Given exercise:
Return every one of the following entries verbatim, reproducing each line without any alteration.

Data for processing:
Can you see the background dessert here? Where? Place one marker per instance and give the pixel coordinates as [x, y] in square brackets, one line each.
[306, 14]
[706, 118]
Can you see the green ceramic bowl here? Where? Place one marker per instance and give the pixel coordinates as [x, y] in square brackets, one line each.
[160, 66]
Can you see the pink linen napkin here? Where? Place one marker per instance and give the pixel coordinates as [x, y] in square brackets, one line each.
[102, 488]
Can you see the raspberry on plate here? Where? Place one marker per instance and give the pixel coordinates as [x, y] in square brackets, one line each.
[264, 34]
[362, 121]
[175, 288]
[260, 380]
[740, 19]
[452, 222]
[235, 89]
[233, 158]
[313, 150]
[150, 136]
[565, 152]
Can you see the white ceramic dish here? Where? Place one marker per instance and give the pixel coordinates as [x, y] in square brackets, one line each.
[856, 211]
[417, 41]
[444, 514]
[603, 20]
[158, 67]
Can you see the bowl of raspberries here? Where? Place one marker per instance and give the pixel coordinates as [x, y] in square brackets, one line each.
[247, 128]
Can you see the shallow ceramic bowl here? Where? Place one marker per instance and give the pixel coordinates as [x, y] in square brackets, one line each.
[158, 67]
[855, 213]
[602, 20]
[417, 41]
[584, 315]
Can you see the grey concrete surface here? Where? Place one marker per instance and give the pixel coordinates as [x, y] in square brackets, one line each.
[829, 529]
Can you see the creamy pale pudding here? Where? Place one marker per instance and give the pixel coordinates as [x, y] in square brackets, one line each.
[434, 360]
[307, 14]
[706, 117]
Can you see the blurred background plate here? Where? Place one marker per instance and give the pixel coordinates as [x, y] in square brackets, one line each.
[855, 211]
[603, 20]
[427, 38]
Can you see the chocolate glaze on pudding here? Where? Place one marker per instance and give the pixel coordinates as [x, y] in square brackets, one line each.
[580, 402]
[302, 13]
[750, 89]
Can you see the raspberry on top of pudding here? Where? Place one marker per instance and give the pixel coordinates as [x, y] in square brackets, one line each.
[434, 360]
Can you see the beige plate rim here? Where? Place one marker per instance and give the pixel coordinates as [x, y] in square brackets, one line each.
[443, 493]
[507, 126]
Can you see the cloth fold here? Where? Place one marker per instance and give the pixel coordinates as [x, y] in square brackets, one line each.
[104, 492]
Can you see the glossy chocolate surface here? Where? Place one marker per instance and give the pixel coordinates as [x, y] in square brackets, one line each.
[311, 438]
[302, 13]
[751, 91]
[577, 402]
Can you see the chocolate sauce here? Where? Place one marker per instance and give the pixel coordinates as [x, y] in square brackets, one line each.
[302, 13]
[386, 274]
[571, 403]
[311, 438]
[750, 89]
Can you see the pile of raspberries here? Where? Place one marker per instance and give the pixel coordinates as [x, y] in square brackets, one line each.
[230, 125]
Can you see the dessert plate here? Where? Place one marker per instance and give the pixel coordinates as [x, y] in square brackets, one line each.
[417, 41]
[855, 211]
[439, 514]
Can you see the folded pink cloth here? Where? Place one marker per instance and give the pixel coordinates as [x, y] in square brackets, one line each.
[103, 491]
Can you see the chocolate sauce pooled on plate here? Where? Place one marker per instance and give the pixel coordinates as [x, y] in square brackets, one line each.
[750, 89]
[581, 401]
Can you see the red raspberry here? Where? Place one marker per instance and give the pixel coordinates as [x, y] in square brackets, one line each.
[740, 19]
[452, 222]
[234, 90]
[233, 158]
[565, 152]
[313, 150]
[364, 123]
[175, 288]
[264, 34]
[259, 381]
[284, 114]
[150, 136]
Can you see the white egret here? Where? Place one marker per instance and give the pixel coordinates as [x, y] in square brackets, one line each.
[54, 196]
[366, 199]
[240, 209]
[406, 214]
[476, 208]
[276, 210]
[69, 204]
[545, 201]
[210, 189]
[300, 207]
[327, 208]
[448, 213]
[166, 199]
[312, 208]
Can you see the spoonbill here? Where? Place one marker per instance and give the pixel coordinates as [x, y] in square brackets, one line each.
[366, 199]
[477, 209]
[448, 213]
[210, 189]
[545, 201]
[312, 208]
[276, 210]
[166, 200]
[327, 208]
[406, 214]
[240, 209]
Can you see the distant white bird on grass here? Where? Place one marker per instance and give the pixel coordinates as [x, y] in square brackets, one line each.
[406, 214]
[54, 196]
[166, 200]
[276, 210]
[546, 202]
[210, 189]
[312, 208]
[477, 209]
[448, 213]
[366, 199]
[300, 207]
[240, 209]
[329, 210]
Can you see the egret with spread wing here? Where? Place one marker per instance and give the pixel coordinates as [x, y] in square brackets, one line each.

Exercise output:
Can you see the background dessert here? Where? Place one marker per instance and give the pixel coordinates as [x, y] in square brackets, one line each.
[306, 14]
[706, 118]
Can you see the green ceramic bowl here? Where? Place one marker per instance and give the pixel coordinates as [x, y] in square brackets, one line each.
[160, 66]
Can you see the pink linen napkin here? Where? Place one marker per instance and give the pixel coordinates as [x, y] in square brackets, one line each.
[102, 488]
Can you see the raspberry on plate here? Where? Place one marker per instance and give the pixel coordinates as [x, y] in square brackets, one line each.
[264, 34]
[362, 121]
[175, 288]
[260, 380]
[740, 19]
[452, 222]
[235, 89]
[233, 158]
[313, 150]
[150, 136]
[565, 152]
Can you see the white ceramic dish here? Where? Place one marker per instance and give the pixel coordinates as [x, y] in square brackets, one line each.
[856, 211]
[417, 41]
[444, 514]
[603, 20]
[158, 67]
Can you see the bowl of raspberries here? Where? Place one marker per instance and give the pixel coordinates as [x, y] in square brackets, one line each.
[247, 128]
Can you see the shallow ceramic bowl here? Where? Place one marker per instance and give the pixel coordinates as [x, y] in square brackets, one line each.
[158, 67]
[855, 213]
[602, 20]
[417, 41]
[584, 315]
Can you see the grey concrete surface here? Where? Place one marker per instance and give the pixel coordinates as [x, y] in square brackets, one line each.
[829, 529]
Can you see the creamy pale pudding here? Where? Place one marker per instance and give the pixel coordinates as [x, y] in square brackets, one line each.
[434, 360]
[307, 14]
[706, 117]
Can you see the blurred background plate here? Where? Place one marker per instance and give the pixel coordinates as [x, y] in square brackets, one line each.
[855, 211]
[603, 20]
[427, 38]
Can you see the chocolate glaze on pudding here? Where? Place one marker per instance and give the pixel coordinates as [x, y] in square brackets, one line each.
[580, 402]
[302, 13]
[750, 89]
Can you see the raspberry on top of pudding here? Where? Place one marker per instance and give the pixel coordinates as [x, y] in square brackets, one line each.
[434, 360]
Can you see the beige plate rim here? Where? Place one marker per instance and give the pixel coordinates as [x, y] in square brackets, one line each.
[443, 493]
[507, 126]
Can you see the cloth fold here? Where? Place one marker per instance and give the pixel coordinates as [x, y] in square brackets, one line each.
[104, 492]
Can you see the glossy chocolate surface here? Where? Place one marker per instance and give the pixel coordinates as [x, y] in square brackets, one line each.
[311, 438]
[302, 13]
[751, 91]
[577, 402]
Can you see the chocolate sauce here? Where? Place one marker per instance and give the pixel coordinates as [x, y] in square brackets, one line each.
[302, 13]
[386, 274]
[571, 403]
[311, 438]
[750, 89]
Can you see the pile of raspberries here? Where? Place one marker per instance and give the pixel coordinates as [x, y] in square brackets, one line each.
[230, 125]
Can you see the dessert plate here? Where? Place one marker per instance and give the pixel coordinates as [x, y] in square brackets, one line each.
[417, 41]
[855, 211]
[439, 514]
Can you see the folded pink cloth here? Where? Place one marker per instance and give the pixel coordinates as [x, y] in square brackets, one line each.
[103, 491]
Can you see the chocolate sauce pooled on plate here? Where? Place one marker per instance and give the pixel coordinates as [x, y] in square brackets, one line each.
[750, 89]
[581, 401]
Can you see the red raspberry here? Where? Place one marker per instance and give the pixel coordinates as [x, y] in square brackets, one line each.
[740, 19]
[452, 222]
[234, 90]
[233, 158]
[565, 152]
[313, 150]
[364, 123]
[175, 288]
[264, 34]
[259, 381]
[284, 114]
[150, 136]
Can you see the white egret here? Where? Place one marker per instance and give the pixel coordinates as [x, y] in square brackets, one line each.
[54, 196]
[366, 199]
[240, 209]
[406, 214]
[476, 208]
[276, 210]
[69, 204]
[545, 201]
[210, 189]
[300, 207]
[327, 208]
[448, 213]
[166, 199]
[312, 208]
Can you see the spoonbill here? Where? Place one marker per instance and give the pixel coordinates as [x, y] in square brackets, one line each.
[366, 199]
[477, 209]
[448, 213]
[210, 189]
[545, 201]
[312, 208]
[276, 210]
[166, 200]
[327, 208]
[406, 214]
[240, 209]
Can you see the distant white bird on grass here? Where? Place one marker per instance and give the pixel coordinates as [x, y] in square brackets, one line each.
[406, 214]
[54, 196]
[166, 200]
[276, 210]
[546, 202]
[210, 189]
[312, 208]
[477, 209]
[448, 213]
[366, 199]
[300, 207]
[240, 209]
[329, 210]
Can you see the egret with spread wing here? Where? Place one marker per instance and give the pixel coordinates as [x, y] in square brackets, one line each.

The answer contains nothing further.